# Wie die hosts-Datei unter Windows 8.1 editieren?



## zyntex (25. September 2013)

Hallo zusammen,

ich muss einen Eintrag in meiner hosts-Datei hinzufügen.

Jedesmal wenn ich die Datei allerdings speichern will bekomme ich die Meldung das ich "sichergehen soll das die Datei nicht ein einema anderen Programm geöffnet ist", ist sie nicht und ich bin Admin.

Betriebssystem ist Windwos 8.1 Pro


----------



## Thegameone (25. September 2013)

Moin Moin,

Editor suchen und mit Rechtsklick als Admin ausführen,
dann die Host Datei suchen, bearbeiteten und speichern.
Mehr ist das eigentlich nicht.


----------



## Maniskryptus (25. September 2013)

Einen Editor wie Notepad++ oder den Windows eigenen als Administrator Ausführen. Wie mein Vorredner schon sagte. 

Und dann unter:

C:\Windows\System32\drivers\etc\hosts.txt

die hosts.txt öffnen. Ändern und Speichern. 

Relativ einfach. 

Greez


----------



## X-CosmicBlue (25. September 2013)

Naja, es sei denn Programme wie Zonealarm oder Spybot halten eine schützende Hand drüber, das muß man dann vorher deaktivieren.


----------



## Atothedrian (25. September 2013)

Oft geht auch: Öffnen, editieren und woanders (z.B.) Desktop speichern, anschließend zum Zielort kopieren.


----------



## OctoCore (25. September 2013)

Maniskryptus schrieb:


> Einen Editor wie Notepad++ oder den Windows eigenen als Administrator Ausführen. Wie mein Vorredner schon sagte.
> 
> Und dann unter:
> 
> ...


 
Und darauf achten, dass der Editor nicht automatisch die Endung ".txt" dranhängt. 
Manchereiner macht das gern.
Die hosts-Datei hat keine Endung - eine hosts.txt wird einfach nicht beachtet.


----------



## alexx910 (25. September 2013)

Ich mach es mir ganz einfach, wenn ich die hosts-Datei zu editieren habe. Ausschneiden ausm WIN-Verzeichnis und zb. auf dem Dekstop bearbeiten, da man da nicht mit Problemen wie Admin-Rechten oder sonstigem Mist zu kämpfen hat. Nach dem Editieren abspeichern und zurück ins Original-Verzeichnis. Dann kommt natürlich so eine blöde Meldung von Windows, bestätigen und einfügen  Ohne zusätzliche Änderung der Einstellungen oder Installieren von weiteren Editoren.
PS: Benutzerkontensteuerung ist bei mir auf das 2. von Unten eingestellt.
mfg


----------



## zyntex (25. September 2013)

Mensch ja N++ als Admin starten und die Datei öffnen....war wohl zu  spät/früh um auf solch eine einfache Lösung selber zu kommen...
Danke euch allen.


----------



## Thegameone (25. September 2013)




----------
_ _ _ _ _ _ _
* _AUFGABENSTELLUNG_:
1. Wie lässt sich im Thread über die hosts-Datei der Absatz, der mit „Ich mach es mir ganz einfach“ beginnt, als knappe Liste wiedergeben, ohne die wesentlichen Fakten zu verlieren?
2. Liste jede Zeile der Datensätze auf, die das Wort „night“ enthält. Groß- und Kleinschreibung ist dabei zu beachten.
_ _ _ _ _ _ _
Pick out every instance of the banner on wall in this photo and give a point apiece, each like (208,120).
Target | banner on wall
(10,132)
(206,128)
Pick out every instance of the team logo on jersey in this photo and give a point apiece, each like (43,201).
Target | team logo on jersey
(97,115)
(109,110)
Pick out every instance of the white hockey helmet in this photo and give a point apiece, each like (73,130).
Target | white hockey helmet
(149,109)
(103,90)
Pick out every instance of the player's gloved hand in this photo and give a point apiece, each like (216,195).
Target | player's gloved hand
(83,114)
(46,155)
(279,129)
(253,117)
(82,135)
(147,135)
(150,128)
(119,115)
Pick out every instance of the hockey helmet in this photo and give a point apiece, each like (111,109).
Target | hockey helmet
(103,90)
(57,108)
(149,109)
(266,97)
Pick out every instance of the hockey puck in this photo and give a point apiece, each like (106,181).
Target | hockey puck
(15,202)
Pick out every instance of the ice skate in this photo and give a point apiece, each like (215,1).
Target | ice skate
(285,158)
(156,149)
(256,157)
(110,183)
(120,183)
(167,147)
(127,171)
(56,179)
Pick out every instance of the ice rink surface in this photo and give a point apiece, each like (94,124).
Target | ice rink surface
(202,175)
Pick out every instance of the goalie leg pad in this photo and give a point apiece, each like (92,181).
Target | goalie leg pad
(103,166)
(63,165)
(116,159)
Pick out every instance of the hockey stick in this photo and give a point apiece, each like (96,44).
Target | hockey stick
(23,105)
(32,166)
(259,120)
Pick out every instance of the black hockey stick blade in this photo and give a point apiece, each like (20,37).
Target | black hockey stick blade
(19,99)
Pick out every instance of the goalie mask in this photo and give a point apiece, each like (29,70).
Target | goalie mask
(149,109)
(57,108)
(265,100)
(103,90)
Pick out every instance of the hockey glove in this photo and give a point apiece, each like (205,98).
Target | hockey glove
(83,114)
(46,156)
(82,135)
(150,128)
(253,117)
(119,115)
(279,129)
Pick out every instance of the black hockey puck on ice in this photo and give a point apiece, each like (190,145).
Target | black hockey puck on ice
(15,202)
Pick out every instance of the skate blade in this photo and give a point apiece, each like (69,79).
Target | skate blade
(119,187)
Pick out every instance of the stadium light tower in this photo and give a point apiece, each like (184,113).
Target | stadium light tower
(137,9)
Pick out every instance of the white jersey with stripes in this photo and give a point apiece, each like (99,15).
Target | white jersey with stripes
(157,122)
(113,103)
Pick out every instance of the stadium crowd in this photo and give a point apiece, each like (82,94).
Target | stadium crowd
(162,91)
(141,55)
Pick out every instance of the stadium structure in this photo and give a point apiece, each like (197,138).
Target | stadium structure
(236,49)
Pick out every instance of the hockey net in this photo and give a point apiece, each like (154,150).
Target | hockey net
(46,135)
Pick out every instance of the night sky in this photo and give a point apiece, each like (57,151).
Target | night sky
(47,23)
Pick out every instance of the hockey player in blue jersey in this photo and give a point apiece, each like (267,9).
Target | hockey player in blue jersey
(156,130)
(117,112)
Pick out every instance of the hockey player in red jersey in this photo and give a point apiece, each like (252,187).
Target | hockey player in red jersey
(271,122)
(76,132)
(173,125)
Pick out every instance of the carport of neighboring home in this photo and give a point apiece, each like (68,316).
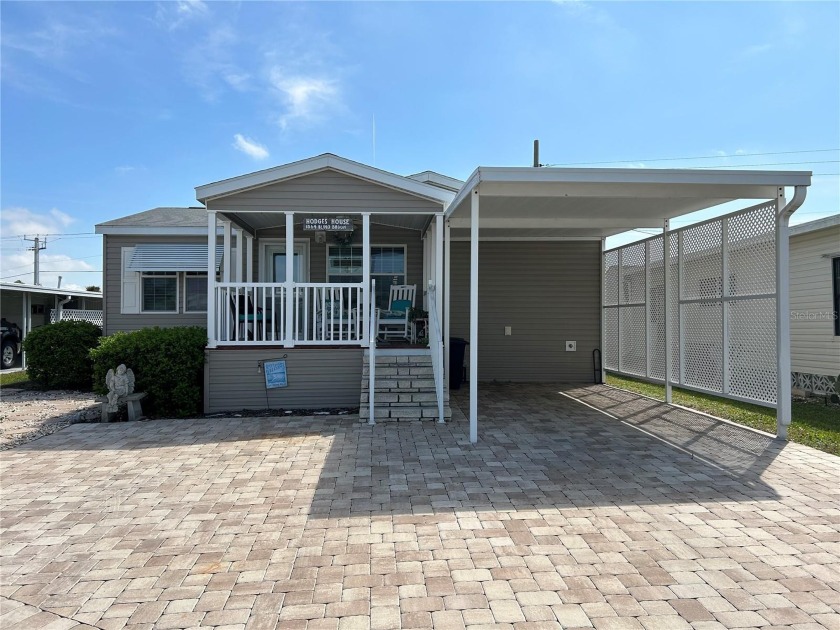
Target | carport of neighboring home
(525,273)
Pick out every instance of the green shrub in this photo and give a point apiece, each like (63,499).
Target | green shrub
(168,365)
(57,355)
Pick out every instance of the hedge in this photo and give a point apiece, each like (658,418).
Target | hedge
(58,355)
(168,365)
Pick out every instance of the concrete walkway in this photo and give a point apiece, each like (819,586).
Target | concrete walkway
(561,517)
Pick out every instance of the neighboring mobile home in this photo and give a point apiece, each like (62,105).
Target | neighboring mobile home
(815,304)
(302,257)
(31,305)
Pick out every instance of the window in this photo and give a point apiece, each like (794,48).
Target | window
(836,263)
(195,292)
(387,267)
(160,292)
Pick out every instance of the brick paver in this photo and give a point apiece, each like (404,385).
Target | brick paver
(559,517)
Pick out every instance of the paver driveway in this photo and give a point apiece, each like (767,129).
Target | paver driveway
(559,517)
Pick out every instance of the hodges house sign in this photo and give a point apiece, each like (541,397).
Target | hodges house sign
(328,224)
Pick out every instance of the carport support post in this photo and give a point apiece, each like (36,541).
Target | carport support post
(366,314)
(474,317)
(212,303)
(783,403)
(447,258)
(289,341)
(666,266)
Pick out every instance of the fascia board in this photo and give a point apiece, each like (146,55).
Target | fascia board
(128,230)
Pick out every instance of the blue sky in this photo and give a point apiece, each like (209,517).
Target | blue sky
(113,108)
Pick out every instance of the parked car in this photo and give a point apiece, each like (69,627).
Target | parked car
(11,343)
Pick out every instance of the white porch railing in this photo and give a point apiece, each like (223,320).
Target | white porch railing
(436,347)
(254,313)
(328,313)
(65,314)
(251,313)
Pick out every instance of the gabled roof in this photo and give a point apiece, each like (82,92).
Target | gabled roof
(436,179)
(160,221)
(322,162)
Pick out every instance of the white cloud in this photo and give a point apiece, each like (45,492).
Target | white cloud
(56,39)
(209,65)
(250,147)
(306,99)
(173,15)
(18,221)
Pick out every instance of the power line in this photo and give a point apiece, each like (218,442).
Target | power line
(694,157)
(83,258)
(62,234)
(771,164)
(18,275)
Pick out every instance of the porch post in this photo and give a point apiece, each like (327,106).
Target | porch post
(24,330)
(783,403)
(212,303)
(228,252)
(239,271)
(249,258)
(439,266)
(666,266)
(447,254)
(289,341)
(603,316)
(366,280)
(474,317)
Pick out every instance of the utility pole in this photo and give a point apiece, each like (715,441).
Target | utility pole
(37,246)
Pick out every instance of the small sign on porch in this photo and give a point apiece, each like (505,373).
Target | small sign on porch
(275,374)
(328,224)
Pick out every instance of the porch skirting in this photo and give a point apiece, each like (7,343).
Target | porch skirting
(317,378)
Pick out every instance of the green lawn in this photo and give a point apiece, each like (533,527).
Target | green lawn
(14,378)
(814,423)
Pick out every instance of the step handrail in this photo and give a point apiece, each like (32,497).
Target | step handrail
(436,348)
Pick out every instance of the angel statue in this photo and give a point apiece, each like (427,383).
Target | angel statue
(120,384)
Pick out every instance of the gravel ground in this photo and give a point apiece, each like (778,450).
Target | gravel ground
(26,415)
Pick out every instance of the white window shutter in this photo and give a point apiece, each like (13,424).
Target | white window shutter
(130,289)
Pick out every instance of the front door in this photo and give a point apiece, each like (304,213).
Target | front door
(274,262)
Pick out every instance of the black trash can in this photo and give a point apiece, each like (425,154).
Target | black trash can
(456,361)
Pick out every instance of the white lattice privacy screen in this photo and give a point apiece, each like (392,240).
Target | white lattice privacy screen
(94,317)
(721,306)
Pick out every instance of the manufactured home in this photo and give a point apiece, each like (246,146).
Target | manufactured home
(331,266)
(815,305)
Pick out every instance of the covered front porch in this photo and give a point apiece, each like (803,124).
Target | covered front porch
(319,286)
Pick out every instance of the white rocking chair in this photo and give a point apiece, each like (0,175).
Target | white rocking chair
(393,323)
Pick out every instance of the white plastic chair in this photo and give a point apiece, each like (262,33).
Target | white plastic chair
(393,323)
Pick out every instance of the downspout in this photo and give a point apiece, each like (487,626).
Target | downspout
(783,386)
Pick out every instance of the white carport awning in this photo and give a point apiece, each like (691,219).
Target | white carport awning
(598,203)
(172,257)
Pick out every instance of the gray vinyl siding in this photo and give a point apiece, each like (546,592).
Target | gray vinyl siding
(325,190)
(548,292)
(317,377)
(115,321)
(814,348)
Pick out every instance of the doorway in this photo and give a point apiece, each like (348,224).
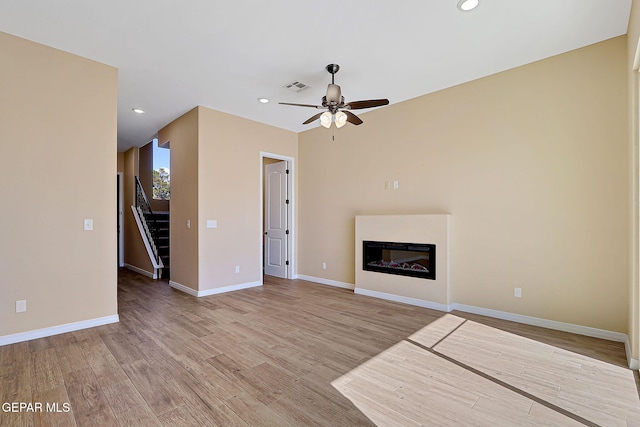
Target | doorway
(277,218)
(119,220)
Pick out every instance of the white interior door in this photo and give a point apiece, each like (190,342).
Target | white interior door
(276,219)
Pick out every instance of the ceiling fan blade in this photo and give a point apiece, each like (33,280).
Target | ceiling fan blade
(311,119)
(352,118)
(301,105)
(370,103)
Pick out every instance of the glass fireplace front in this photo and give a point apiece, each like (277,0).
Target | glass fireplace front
(405,259)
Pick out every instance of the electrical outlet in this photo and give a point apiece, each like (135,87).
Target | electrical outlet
(21,306)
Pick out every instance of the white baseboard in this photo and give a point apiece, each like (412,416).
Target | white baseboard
(183,288)
(60,329)
(328,282)
(213,291)
(544,323)
(405,300)
(633,363)
(141,271)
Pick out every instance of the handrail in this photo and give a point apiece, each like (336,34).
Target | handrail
(143,206)
(141,198)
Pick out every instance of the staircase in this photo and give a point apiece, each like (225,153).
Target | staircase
(159,221)
(154,229)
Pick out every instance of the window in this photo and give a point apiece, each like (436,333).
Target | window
(161,172)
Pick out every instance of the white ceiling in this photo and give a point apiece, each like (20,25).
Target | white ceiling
(175,54)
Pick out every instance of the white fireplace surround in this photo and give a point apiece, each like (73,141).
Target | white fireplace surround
(427,228)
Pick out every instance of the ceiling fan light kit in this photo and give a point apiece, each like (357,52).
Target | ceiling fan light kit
(337,111)
(467,5)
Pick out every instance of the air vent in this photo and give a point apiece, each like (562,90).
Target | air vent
(296,86)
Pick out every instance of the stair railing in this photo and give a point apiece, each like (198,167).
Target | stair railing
(144,209)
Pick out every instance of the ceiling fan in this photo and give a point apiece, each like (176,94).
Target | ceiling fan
(337,111)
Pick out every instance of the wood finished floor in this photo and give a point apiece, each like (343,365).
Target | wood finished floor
(261,356)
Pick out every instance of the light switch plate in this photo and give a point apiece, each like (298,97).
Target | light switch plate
(21,306)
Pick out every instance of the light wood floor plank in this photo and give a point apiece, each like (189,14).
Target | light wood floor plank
(269,355)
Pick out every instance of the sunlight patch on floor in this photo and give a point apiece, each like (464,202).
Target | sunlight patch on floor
(459,372)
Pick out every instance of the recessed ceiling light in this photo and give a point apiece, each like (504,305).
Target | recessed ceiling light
(467,5)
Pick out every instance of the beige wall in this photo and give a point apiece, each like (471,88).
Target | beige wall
(120,162)
(183,134)
(532,164)
(215,174)
(633,36)
(230,169)
(58,143)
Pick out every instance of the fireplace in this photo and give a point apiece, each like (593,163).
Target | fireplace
(405,259)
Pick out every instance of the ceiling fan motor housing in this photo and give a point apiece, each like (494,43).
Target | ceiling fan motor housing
(333,94)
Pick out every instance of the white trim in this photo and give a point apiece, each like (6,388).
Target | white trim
(183,288)
(633,363)
(141,271)
(405,300)
(60,329)
(213,291)
(544,323)
(291,270)
(328,282)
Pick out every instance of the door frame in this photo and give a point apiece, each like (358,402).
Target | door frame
(120,224)
(290,269)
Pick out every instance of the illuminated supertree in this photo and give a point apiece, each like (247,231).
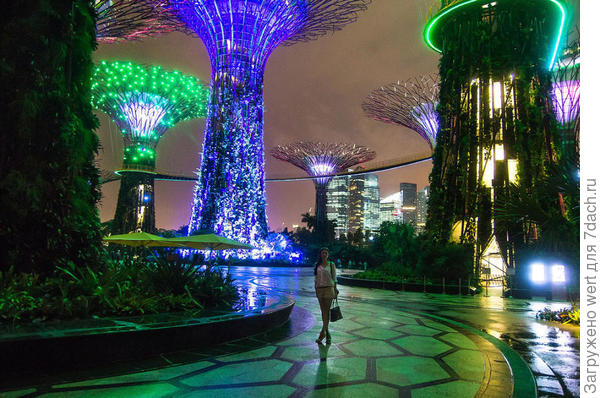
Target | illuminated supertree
(144,102)
(133,20)
(495,94)
(240,35)
(318,158)
(565,100)
(411,103)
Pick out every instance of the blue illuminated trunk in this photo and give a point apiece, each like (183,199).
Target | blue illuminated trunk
(230,194)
_ _ _ _ _ _ _
* _LÖSUNGEN_:
1.
- Die hosts-Datei aus dem Windows-Verzeichnis ausschneiden.
- Sie z. B. auf dem Desktop bearbeiten, wo es keine Probleme mit Admin-Rechten gibt.
- Nach dem Editieren speichern und zurück ins Original-Verzeichnis verschieben.
- Die Meldung von Windows bestätigen und die Datei einfügen.
- Dafür müssen weder Einstellungen geändert noch zusätzliche Editoren installiert werden.
- Die Benutzerkontensteuerung ist dabei auf die zweite Stufe von unten eingestellt.

2.
Pick out every instance of the night sky in this photo and give a point apiece, each like (57,151).
Target | night sky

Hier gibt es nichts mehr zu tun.